__YOUR INSTRUCTIONS__.
Copy out every one of the records below line for line, leaving each character unchanged.

__PROVIDED RECORDS__.

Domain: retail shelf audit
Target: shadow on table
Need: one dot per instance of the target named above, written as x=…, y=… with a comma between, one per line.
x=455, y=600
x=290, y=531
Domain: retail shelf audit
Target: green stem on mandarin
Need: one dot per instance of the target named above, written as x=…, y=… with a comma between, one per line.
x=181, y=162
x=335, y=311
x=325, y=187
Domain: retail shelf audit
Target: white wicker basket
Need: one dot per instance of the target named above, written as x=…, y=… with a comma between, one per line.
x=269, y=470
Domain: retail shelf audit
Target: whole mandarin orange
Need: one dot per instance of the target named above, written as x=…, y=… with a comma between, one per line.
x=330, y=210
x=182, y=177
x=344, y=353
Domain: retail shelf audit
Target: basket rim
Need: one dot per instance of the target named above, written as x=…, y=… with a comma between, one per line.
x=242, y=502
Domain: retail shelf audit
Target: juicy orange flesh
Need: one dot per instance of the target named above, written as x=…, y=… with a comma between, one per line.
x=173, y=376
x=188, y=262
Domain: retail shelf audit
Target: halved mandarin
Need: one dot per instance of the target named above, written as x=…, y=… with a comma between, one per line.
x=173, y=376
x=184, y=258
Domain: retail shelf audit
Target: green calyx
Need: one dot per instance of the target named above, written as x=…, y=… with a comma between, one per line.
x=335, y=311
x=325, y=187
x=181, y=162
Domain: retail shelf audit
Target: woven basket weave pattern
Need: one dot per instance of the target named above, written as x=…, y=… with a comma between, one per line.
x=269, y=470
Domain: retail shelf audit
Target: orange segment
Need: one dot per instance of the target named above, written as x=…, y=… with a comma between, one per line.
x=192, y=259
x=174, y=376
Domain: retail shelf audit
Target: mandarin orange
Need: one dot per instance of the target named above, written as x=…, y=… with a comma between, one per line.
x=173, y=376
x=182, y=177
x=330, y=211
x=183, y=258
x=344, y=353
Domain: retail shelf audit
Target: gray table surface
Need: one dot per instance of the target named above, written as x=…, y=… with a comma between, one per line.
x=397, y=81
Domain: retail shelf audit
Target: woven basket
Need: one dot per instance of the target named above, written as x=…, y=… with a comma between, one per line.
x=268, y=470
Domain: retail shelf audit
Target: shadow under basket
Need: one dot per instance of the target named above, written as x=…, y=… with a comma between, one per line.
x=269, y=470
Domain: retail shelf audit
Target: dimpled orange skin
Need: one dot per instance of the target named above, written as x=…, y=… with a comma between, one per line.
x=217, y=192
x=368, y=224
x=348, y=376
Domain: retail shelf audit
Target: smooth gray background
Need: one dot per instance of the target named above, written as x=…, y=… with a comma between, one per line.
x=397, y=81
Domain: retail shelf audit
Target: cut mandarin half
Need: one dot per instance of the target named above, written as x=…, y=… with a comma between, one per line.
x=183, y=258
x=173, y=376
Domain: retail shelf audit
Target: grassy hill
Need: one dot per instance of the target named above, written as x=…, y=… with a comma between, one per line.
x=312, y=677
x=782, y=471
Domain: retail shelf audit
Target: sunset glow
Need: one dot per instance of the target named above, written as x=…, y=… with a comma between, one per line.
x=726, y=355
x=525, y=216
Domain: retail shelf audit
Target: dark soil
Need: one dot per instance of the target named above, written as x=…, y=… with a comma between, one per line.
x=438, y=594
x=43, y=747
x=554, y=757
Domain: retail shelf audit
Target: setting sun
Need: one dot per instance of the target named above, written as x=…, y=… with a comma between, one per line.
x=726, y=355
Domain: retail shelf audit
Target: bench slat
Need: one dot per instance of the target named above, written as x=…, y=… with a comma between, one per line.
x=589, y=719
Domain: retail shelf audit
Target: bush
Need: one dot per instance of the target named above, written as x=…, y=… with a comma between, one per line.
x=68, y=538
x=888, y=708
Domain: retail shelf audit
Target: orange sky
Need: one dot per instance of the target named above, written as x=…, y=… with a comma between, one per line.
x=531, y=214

__FINISHED ANSWER__.
Domain: retail shelf audit
Target: shadow on table
Need: one dot per instance of the target named above, written as x=…, y=… with a comma between, one per line.
x=455, y=600
x=290, y=531
Domain: retail shelf audit
Target: green stem on mandarin
Need: one dot per instance of the target named above, written as x=…, y=… with a comma between, one per line.
x=181, y=162
x=335, y=311
x=325, y=187
Domain: retail shelf audit
Target: white wicker basket
Need: one dot per instance of the target named above, written as x=…, y=… with a comma between, one per line.
x=269, y=470
Domain: retail shelf audit
Target: whole mandarin orange
Need: one dot per instance of the target named above, written as x=…, y=… with a comma between, one per line.
x=330, y=210
x=182, y=177
x=344, y=353
Domain: retail shelf audit
Target: basket rim
Need: one dot per instance of the target named above, written as x=…, y=… with a comma between, one per line.
x=242, y=502
Domain: retail shelf audit
Target: juicy orange flesh
Need: one dot per instance of the target named above, written as x=…, y=… with a comma between, one per line.
x=173, y=376
x=188, y=262
Domain: retail shelf audit
Target: halved mandarin
Need: one dot per instance of the target named above, written as x=…, y=… with a comma between, one per line.
x=173, y=376
x=184, y=258
Domain: retail shelf audit
Target: green calyx
Need: one dot per instance of the target named above, written as x=…, y=… with a comma between, one per line.
x=335, y=311
x=325, y=187
x=181, y=162
Domain: retail shelf audit
Target: woven basket weave pattern
Need: one dot per instance of the target named above, written as x=…, y=… with a comma between, one per line.
x=269, y=470
Domain: retail shelf audit
Target: orange segment
Need: one dot per instance of the target named above, written as x=…, y=… with a comma between, one per line.
x=192, y=259
x=174, y=376
Domain: retail shelf audit
Target: mandarin orange
Need: one dot per instance of the target named above, written as x=…, y=… with a comma between, one per line.
x=173, y=376
x=182, y=177
x=330, y=211
x=183, y=258
x=344, y=353
Domain: retail shelf audit
Target: gray table surface
Need: one dot per instance of the target named above, written as x=…, y=… with a comma between, one per line.
x=397, y=81
Domain: retail shelf audit
Target: woven basket
Need: one dot per instance of the target named above, written as x=…, y=… with a comma between, one per line.
x=268, y=470
Domain: retail shelf audit
Target: shadow under basket
Need: one dot per instance of the target named above, written as x=…, y=… with a comma between, one per line.
x=269, y=470
Domain: retail shelf audit
Target: dimpled orange skin
Need: one dot per instance of the target named above, written as x=…, y=… with a comma between, one per line.
x=217, y=192
x=368, y=224
x=348, y=376
Domain: retail shelf audit
Target: smooth gray background
Need: one dot per instance of the target named above, written as x=…, y=… with a comma between, one per line.
x=397, y=81
Domain: retail shelf audit
Target: cut mandarin half
Need: one dot per instance of the target named above, written as x=…, y=… with a comma between, one per line.
x=183, y=258
x=173, y=376
Domain: retail shelf audit
Target: grassy hill
Need: one dot per instance of the target named above, written as x=…, y=… with a comma between, one per line.
x=312, y=677
x=782, y=471
Domain: retail shelf audit
Target: sunset glow
Need: one dot per instance of the target named above, written as x=…, y=… with a comma between, one per line.
x=726, y=355
x=525, y=216
Domain: retail shelf audit
Target: dark soil
Need: one dot per instance of the target named above, written as x=…, y=… with a comma between, one per line.
x=438, y=594
x=43, y=747
x=554, y=757
Domain: retail shelf audit
Target: setting sun
Need: one dot per instance of the target named above, written as x=…, y=… with a comma between, one per line.
x=726, y=355
Domain: retail shelf audit
Target: bench slat
Need: one dot per instance of the target named above, written as x=…, y=… with a comma between, one per line.
x=589, y=719
Domain: retail shelf audit
Target: bush
Need: one dot per instance of the target named above, written as x=…, y=… with a comma between, one per line.
x=68, y=538
x=888, y=708
Domain: retail shelf audit
Target: orange sky
Need: one dot per instance of the target named above, written as x=…, y=… with a comma between, one per line.
x=531, y=214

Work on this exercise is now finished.